**THE TASK:** Return, exactly as written, all lines from the line containing "Query: wind-blown grass" to the end of the entries below, with both ends included.

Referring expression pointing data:
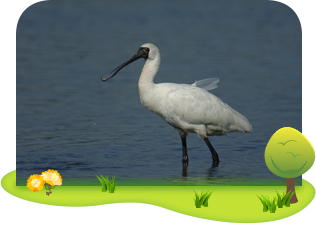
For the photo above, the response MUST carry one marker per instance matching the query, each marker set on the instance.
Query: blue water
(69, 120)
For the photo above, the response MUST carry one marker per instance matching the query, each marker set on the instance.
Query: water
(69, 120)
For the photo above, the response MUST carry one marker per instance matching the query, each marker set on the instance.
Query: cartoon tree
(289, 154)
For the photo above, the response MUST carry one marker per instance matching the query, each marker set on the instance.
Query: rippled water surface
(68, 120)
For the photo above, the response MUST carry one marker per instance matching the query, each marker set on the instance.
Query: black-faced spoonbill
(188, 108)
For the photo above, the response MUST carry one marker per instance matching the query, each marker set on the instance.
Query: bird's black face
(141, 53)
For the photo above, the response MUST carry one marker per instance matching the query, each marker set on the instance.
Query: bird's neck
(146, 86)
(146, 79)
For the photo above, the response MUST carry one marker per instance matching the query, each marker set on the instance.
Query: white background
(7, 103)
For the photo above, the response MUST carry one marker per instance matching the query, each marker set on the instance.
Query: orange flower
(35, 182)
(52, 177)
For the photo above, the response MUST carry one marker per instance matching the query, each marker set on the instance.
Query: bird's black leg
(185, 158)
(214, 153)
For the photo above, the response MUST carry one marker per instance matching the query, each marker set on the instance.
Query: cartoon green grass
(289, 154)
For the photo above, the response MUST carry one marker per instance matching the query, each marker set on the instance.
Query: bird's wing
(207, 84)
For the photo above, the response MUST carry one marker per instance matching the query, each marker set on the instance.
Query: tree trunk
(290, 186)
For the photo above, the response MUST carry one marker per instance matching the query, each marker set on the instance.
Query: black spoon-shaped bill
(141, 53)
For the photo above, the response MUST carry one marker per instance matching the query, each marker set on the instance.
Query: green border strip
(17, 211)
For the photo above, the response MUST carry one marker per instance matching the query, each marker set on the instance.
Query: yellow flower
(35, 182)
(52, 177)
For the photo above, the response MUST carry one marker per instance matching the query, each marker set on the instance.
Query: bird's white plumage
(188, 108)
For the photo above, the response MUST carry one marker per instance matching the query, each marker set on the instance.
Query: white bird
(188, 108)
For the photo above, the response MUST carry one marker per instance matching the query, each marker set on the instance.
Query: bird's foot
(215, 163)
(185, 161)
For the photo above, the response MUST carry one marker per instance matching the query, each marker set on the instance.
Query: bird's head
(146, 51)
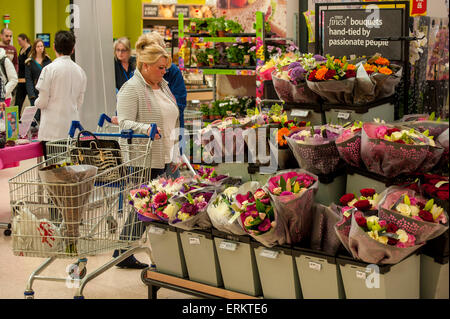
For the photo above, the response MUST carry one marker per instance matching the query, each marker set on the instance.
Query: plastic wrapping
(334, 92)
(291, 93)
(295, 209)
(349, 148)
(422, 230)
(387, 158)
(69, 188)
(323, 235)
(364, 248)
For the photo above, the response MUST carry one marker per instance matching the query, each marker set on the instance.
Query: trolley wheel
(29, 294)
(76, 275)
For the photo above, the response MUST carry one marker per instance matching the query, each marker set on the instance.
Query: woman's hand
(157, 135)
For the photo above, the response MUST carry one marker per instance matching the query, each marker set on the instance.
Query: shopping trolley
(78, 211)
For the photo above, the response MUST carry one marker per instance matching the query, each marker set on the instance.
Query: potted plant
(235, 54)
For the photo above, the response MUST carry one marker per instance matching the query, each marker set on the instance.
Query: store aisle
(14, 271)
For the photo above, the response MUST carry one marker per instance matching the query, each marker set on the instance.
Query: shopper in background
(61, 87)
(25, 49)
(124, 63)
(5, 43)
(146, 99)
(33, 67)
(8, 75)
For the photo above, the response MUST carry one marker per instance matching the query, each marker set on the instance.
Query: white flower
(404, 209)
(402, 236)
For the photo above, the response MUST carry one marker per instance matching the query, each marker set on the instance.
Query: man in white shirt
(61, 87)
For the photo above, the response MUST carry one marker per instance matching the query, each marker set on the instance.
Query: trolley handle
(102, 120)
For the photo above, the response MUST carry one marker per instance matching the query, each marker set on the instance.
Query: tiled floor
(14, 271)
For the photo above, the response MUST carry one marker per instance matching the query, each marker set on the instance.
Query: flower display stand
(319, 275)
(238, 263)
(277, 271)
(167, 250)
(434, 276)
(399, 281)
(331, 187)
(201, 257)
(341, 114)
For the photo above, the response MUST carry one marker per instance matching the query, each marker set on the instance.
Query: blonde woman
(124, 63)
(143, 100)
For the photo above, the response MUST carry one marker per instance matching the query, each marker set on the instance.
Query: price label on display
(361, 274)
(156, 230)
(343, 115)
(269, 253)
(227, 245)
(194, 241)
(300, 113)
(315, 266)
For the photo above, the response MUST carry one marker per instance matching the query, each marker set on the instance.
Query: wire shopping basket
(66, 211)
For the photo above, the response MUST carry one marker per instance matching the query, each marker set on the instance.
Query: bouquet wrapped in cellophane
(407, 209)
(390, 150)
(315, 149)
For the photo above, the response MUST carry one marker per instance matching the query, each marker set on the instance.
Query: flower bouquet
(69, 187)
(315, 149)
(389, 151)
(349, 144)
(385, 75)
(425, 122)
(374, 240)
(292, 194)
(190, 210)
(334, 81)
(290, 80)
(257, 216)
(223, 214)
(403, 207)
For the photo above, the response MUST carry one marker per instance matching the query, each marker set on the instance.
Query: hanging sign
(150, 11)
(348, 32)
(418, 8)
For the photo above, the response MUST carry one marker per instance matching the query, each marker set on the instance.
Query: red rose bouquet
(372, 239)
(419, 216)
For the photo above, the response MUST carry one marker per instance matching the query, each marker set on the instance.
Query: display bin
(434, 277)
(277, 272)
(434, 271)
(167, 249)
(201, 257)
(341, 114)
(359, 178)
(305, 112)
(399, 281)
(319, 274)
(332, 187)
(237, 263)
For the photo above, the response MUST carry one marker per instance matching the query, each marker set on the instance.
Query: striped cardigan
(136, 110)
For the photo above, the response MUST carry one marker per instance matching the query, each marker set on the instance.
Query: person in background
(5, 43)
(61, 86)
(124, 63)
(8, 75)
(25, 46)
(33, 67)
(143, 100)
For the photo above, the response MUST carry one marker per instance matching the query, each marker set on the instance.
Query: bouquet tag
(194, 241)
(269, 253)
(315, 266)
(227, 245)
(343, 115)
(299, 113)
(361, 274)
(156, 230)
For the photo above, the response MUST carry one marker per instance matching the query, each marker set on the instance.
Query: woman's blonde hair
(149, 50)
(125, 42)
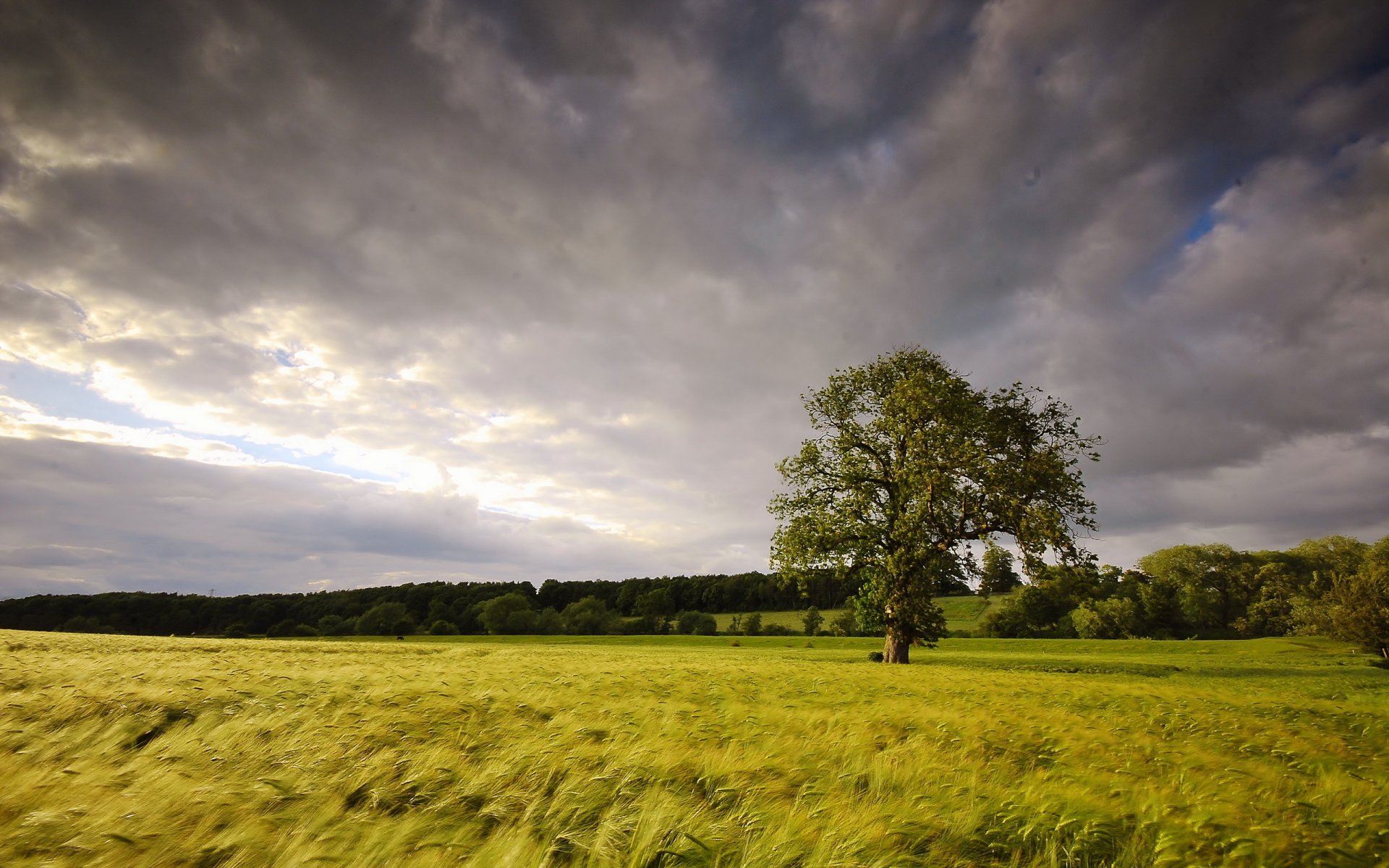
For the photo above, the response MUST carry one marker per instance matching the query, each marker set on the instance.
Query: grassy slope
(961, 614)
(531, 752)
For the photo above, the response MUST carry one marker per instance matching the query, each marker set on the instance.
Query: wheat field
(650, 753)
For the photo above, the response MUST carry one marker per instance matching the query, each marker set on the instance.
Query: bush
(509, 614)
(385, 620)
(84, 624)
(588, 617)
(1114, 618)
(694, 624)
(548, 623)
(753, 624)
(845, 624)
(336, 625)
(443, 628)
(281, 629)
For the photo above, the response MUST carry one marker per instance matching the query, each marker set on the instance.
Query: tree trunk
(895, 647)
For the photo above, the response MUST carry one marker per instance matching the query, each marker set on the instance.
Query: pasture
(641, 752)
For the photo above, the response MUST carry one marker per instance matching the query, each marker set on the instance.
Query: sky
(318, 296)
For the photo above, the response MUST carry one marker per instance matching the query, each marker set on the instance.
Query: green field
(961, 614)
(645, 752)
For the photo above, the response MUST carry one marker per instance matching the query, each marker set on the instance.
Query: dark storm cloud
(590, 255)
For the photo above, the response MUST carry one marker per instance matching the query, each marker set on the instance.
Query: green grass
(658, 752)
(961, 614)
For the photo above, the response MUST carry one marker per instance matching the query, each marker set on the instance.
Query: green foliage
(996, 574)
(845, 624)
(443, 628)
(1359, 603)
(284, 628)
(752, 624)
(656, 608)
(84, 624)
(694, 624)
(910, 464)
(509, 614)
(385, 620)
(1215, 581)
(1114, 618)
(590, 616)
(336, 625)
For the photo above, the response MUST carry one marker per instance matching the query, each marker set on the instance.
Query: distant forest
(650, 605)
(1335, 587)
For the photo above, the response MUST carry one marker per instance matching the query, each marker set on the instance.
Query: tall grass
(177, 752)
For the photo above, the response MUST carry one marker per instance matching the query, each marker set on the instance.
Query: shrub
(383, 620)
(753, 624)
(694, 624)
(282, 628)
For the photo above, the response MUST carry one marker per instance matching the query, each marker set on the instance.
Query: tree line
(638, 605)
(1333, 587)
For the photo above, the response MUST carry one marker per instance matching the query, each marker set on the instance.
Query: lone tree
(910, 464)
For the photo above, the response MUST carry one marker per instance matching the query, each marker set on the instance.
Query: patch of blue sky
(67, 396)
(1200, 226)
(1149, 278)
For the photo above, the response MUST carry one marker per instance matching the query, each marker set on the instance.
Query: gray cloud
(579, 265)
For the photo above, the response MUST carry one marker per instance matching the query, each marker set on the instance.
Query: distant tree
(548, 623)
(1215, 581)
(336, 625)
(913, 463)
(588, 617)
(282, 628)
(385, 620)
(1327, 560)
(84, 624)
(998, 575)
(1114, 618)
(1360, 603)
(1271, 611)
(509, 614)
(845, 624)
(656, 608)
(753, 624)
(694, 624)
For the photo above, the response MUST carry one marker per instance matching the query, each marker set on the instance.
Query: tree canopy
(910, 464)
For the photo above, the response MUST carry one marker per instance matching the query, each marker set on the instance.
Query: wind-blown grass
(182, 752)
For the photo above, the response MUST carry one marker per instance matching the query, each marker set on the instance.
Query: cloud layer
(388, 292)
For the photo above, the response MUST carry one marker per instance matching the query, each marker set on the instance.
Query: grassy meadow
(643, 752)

**SOLUTION FOR THIS PROBLEM:**
Query: wind-blown grass
(182, 752)
For the photo above, the response MUST carry one marker per instance matching the query, each marker set on the instance.
Query: cloud layer
(388, 292)
For the photo above, the response MUST carry one marker per instance matching the query, each marker set on the instance.
Query: grassy meadow
(643, 752)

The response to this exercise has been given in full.